What to do: Look over the material for the string "window". Copy every line where it turns up.

Records for the task:

————

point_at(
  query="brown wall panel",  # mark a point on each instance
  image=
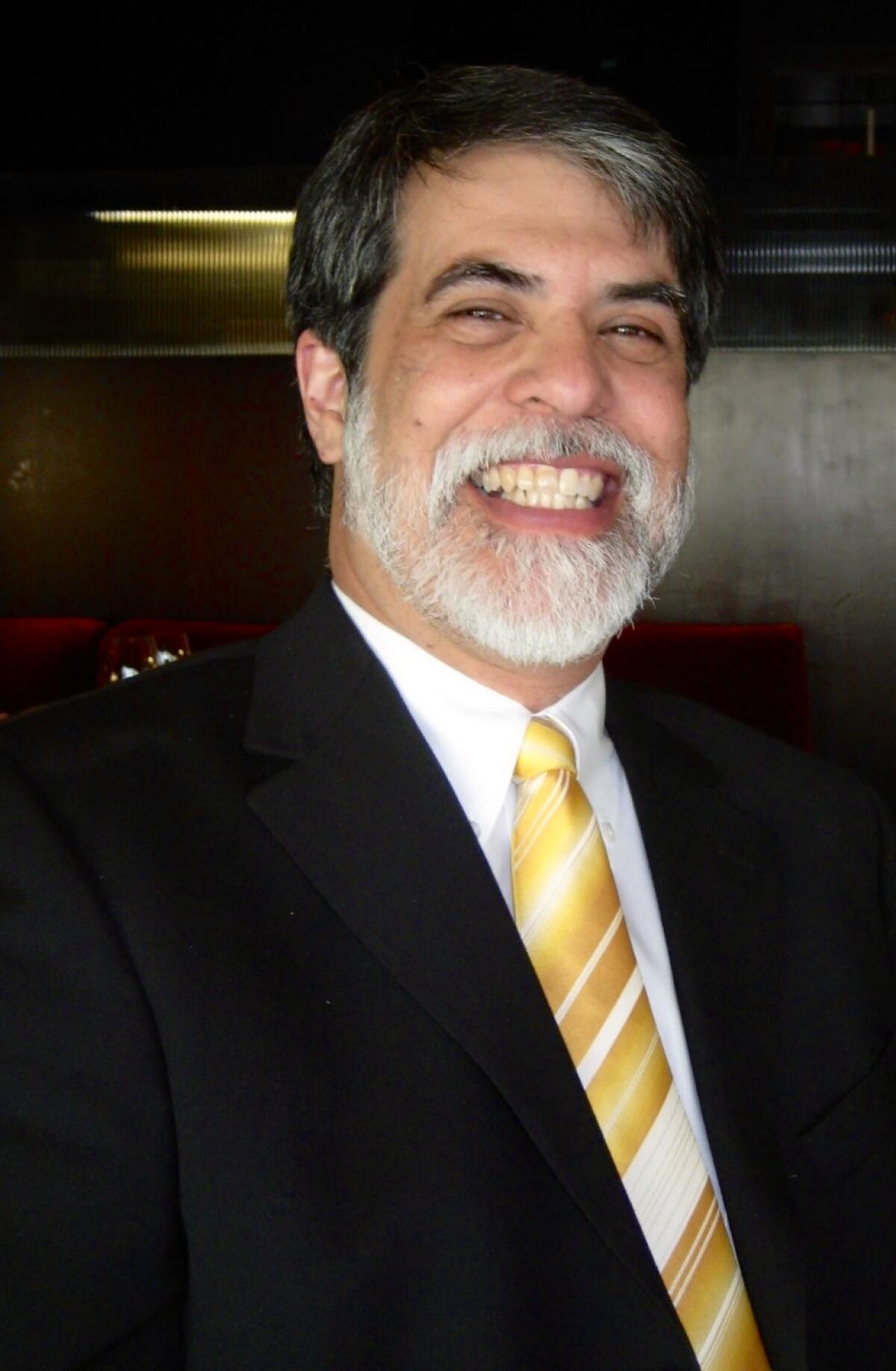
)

————

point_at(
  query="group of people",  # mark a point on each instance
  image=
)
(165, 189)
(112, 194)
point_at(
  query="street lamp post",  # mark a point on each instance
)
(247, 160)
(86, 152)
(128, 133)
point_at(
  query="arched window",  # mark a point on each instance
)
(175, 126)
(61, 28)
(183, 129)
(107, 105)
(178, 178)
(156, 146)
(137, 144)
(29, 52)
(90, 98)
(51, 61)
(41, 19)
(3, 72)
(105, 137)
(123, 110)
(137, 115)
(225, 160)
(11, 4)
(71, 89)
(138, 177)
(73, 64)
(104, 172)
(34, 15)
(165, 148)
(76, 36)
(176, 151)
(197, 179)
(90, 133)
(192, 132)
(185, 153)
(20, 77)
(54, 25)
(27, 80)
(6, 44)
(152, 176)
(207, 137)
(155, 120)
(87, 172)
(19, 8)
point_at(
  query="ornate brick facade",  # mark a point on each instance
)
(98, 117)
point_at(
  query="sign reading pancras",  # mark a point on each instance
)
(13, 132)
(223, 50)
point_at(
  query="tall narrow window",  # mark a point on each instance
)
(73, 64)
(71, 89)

————

Final answer:
  query="arched window",  # mark a point on each instance
  query="tall narrow window",  # mark a point on each instance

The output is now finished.